**The records:**

+===+

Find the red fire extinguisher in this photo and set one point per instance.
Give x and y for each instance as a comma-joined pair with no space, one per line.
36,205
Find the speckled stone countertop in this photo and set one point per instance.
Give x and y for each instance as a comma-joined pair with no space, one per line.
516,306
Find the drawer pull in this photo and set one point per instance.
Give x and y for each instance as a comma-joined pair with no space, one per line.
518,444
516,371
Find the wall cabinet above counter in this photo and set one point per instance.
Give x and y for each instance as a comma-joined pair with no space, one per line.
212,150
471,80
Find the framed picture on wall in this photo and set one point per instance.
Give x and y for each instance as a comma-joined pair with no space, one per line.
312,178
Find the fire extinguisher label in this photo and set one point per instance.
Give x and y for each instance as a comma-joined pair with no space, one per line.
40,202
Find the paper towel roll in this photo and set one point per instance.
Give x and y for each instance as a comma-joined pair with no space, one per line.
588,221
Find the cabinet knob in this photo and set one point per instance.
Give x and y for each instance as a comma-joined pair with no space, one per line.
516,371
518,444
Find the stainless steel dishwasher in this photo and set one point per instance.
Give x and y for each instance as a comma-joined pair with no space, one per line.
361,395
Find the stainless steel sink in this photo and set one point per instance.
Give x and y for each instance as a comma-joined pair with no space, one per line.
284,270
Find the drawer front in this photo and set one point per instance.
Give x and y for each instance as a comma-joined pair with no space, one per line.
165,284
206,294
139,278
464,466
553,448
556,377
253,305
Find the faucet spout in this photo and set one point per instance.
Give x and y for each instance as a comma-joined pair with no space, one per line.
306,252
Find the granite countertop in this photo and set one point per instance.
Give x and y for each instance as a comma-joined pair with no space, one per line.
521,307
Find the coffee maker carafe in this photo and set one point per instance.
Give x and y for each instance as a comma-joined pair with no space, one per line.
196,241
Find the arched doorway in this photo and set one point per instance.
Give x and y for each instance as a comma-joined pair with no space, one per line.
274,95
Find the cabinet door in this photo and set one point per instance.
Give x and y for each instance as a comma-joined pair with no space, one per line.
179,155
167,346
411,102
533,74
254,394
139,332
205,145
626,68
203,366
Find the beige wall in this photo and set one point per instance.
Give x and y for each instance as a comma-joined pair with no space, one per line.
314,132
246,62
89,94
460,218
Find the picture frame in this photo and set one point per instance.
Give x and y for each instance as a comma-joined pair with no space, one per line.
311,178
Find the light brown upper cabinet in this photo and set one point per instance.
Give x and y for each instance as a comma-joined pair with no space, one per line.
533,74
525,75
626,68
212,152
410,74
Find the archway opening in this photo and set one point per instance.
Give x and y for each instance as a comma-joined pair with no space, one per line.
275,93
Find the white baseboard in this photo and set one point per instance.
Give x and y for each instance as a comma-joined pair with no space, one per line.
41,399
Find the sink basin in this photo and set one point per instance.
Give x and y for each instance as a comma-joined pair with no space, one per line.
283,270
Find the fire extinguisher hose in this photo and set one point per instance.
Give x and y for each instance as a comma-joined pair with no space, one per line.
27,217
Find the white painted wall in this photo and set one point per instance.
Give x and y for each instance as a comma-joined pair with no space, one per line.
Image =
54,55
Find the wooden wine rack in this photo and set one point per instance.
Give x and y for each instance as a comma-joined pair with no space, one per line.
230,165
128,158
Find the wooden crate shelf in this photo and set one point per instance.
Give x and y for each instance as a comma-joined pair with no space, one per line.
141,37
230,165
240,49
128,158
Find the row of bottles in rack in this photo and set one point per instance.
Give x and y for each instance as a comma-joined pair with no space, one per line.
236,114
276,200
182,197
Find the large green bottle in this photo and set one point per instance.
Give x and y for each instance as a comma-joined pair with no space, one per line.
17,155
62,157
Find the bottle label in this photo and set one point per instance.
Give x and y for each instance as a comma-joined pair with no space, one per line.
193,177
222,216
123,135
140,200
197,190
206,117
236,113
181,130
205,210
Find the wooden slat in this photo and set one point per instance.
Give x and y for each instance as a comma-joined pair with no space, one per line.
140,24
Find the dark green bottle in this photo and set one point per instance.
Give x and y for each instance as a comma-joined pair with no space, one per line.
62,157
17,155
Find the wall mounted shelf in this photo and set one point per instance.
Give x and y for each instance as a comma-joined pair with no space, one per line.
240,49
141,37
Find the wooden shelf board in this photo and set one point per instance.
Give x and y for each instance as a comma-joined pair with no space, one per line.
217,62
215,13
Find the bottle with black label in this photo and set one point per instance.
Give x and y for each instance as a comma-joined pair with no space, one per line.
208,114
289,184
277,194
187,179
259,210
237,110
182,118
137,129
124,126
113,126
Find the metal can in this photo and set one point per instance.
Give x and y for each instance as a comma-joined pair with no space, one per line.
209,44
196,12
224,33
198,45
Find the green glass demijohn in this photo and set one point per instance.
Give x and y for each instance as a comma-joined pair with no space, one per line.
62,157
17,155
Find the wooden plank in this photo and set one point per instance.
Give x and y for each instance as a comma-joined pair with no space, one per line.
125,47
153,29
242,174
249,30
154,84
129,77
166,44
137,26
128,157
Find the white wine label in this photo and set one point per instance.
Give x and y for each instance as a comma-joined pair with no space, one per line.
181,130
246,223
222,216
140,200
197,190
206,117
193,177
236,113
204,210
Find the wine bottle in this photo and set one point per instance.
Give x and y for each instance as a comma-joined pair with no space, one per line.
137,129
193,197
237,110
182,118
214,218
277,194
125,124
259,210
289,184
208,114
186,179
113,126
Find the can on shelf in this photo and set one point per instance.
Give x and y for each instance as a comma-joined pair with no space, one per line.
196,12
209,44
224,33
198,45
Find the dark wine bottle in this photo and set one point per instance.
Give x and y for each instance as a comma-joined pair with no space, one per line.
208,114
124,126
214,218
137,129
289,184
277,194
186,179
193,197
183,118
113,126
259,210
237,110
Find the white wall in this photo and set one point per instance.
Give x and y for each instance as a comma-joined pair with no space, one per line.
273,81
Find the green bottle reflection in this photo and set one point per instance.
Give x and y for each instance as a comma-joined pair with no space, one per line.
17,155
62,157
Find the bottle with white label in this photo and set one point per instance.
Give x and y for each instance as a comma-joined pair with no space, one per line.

+===+

**Exercise goal:** Pick each line holding "sink" out of the entries above and return it.

**Your response:**
Find the stainless steel sink in this photo and set one point per instance.
Find the sink basin in this photo and set one point per instance.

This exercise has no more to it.